> **QUOTED PASSAGE**
= = = =

# The following integral requires a preliminary step such as long division or a change of variables...

## Question:

The following integral requires a preliminary step such as long division or a change of variables before using partial fractions. Evaluate the integral {eq}\int \frac{\mathrm{d}x}{1 + e^x} {/eq}.

We need to evaluate the integral given by {eq}I = \int {\dfrac{{dx}}{{1 + {e^x}}}} {/eq}

We will be using the method of substitution to evaluate the following integral.

Let {eq}e^{x} = t {/eq}, therefore we have {eq}e^{x} dx = dt {/eq}, this means {eq}dx= \dfrac{dt}{e^x} = \dfrac{dt}{t} {/eq}.

Hence the integral is converted into

{eq}I = \int {\dfrac{{dt}}{{t\left( {t + 1} \right)}}} {/eq}

Now {eq}\dfrac{1}{ t \left( t+1 \right)} {/eq} is a proper fraction where the degree of the numerator is less than the degree of the denominator.

= = = =

> **SUPPLIED MATERIAL**
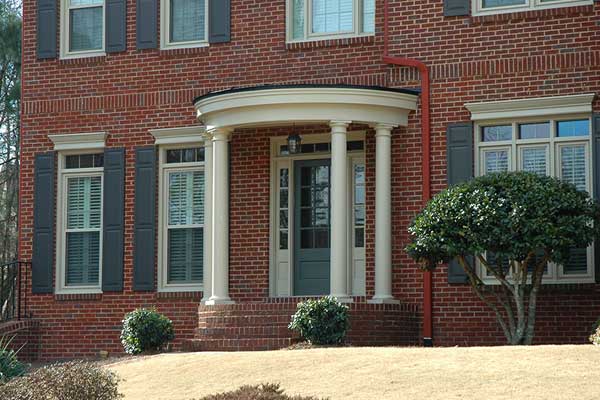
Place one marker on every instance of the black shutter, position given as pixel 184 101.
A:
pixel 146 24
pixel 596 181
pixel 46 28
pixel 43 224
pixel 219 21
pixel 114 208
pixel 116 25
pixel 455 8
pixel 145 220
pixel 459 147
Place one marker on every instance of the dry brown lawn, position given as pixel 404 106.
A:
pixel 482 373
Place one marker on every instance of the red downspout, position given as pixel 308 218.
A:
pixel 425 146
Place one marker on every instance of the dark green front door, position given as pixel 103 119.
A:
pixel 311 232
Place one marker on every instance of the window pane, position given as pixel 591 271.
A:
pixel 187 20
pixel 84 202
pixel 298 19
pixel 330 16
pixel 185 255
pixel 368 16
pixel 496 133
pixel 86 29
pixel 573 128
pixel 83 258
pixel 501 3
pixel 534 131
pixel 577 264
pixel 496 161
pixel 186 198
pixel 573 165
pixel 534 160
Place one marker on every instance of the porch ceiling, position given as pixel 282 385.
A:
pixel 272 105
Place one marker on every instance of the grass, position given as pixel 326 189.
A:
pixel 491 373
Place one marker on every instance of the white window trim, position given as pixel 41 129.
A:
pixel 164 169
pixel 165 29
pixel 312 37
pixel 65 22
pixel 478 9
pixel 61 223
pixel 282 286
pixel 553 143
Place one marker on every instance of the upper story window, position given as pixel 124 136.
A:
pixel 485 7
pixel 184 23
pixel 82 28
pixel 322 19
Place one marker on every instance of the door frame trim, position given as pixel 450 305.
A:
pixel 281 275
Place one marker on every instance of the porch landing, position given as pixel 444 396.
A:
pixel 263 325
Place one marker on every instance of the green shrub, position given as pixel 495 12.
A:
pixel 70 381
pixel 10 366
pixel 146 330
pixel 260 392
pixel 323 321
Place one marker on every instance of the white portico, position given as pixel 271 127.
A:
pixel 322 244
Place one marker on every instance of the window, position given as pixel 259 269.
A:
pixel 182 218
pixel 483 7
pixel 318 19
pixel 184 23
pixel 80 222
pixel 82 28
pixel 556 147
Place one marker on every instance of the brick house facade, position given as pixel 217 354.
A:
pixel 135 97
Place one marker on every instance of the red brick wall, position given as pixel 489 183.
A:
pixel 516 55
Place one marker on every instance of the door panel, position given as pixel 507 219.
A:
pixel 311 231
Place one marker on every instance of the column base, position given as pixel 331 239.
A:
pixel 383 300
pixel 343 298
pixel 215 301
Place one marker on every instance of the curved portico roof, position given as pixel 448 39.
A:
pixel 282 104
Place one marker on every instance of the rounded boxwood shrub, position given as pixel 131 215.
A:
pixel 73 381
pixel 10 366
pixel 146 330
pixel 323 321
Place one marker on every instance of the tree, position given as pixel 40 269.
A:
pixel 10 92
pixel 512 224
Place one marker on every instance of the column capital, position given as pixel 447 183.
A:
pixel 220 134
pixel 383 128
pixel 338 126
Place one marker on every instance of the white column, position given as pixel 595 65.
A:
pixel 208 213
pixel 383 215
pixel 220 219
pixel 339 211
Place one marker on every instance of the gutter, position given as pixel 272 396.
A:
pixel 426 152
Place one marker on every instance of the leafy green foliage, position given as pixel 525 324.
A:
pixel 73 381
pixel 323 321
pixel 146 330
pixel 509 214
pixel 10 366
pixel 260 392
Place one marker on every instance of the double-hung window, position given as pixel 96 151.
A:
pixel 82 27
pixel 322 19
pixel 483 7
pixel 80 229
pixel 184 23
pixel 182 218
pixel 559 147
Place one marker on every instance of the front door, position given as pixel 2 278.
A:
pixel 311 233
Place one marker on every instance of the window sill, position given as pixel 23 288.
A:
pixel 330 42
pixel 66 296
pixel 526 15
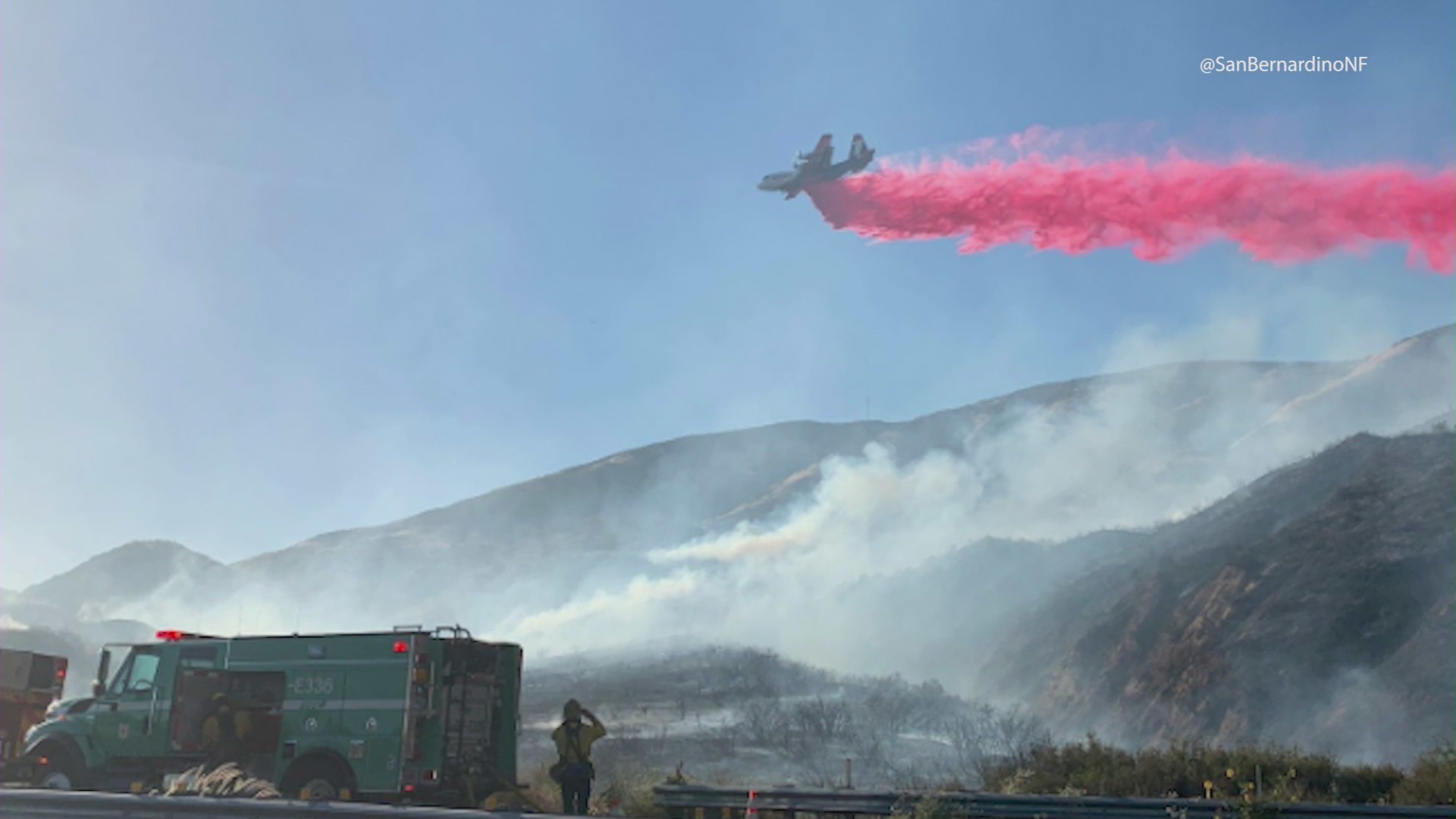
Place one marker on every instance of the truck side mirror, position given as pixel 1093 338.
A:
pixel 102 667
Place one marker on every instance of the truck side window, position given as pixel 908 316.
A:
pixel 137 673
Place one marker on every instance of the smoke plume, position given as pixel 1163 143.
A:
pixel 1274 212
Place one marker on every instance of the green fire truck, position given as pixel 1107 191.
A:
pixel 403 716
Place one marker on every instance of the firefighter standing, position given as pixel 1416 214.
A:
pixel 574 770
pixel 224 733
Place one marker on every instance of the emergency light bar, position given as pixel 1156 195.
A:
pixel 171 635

= = = =

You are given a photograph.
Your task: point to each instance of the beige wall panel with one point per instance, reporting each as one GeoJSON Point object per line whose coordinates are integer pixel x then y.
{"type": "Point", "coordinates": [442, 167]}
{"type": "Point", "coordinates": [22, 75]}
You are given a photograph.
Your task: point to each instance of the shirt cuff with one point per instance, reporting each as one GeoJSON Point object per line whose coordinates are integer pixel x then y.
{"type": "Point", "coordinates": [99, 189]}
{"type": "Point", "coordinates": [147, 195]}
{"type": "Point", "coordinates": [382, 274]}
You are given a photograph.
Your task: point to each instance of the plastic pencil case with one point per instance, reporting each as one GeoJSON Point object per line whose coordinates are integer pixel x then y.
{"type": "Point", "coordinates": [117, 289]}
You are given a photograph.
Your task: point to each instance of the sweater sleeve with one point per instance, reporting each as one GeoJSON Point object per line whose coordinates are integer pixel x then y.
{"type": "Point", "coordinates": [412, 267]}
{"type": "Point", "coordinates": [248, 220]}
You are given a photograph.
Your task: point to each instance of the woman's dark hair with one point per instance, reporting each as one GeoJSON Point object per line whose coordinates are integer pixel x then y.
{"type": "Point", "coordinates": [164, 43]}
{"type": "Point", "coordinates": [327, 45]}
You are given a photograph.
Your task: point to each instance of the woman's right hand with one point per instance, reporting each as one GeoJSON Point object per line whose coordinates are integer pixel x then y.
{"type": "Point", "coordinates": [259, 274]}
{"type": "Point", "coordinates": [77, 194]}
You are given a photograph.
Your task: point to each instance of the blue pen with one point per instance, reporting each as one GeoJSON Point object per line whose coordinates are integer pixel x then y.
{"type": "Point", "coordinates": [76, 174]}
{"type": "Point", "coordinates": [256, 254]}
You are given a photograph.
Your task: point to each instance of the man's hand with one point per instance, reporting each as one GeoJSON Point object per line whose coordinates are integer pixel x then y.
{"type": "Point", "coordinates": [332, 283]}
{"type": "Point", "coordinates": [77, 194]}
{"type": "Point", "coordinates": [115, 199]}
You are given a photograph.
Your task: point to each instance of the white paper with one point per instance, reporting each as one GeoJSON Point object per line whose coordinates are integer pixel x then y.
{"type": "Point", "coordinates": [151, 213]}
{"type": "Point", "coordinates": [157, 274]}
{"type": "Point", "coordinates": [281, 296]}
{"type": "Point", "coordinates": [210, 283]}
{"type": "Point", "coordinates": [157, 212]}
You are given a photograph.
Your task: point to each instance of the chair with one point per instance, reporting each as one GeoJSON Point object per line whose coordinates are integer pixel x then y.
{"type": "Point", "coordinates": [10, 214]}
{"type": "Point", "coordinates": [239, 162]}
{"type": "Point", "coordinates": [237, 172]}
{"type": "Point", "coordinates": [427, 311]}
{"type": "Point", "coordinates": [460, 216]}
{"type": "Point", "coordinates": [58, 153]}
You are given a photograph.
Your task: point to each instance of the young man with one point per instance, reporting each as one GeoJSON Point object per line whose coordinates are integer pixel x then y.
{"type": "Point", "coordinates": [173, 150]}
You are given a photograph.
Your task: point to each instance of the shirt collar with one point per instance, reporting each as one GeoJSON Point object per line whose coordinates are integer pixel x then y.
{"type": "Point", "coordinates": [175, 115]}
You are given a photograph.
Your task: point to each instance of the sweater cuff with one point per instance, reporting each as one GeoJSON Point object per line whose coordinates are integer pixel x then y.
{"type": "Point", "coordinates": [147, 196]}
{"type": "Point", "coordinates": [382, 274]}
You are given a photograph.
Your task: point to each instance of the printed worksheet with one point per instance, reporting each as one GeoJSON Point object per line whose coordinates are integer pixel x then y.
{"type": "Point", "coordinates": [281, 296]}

= = = =

> **EXERCISE AIM**
In the worked integral solution, which substitution is made before partial fractions are applied?

> **REPLY**
The solution sets e^x = t, so that dx = dt/t.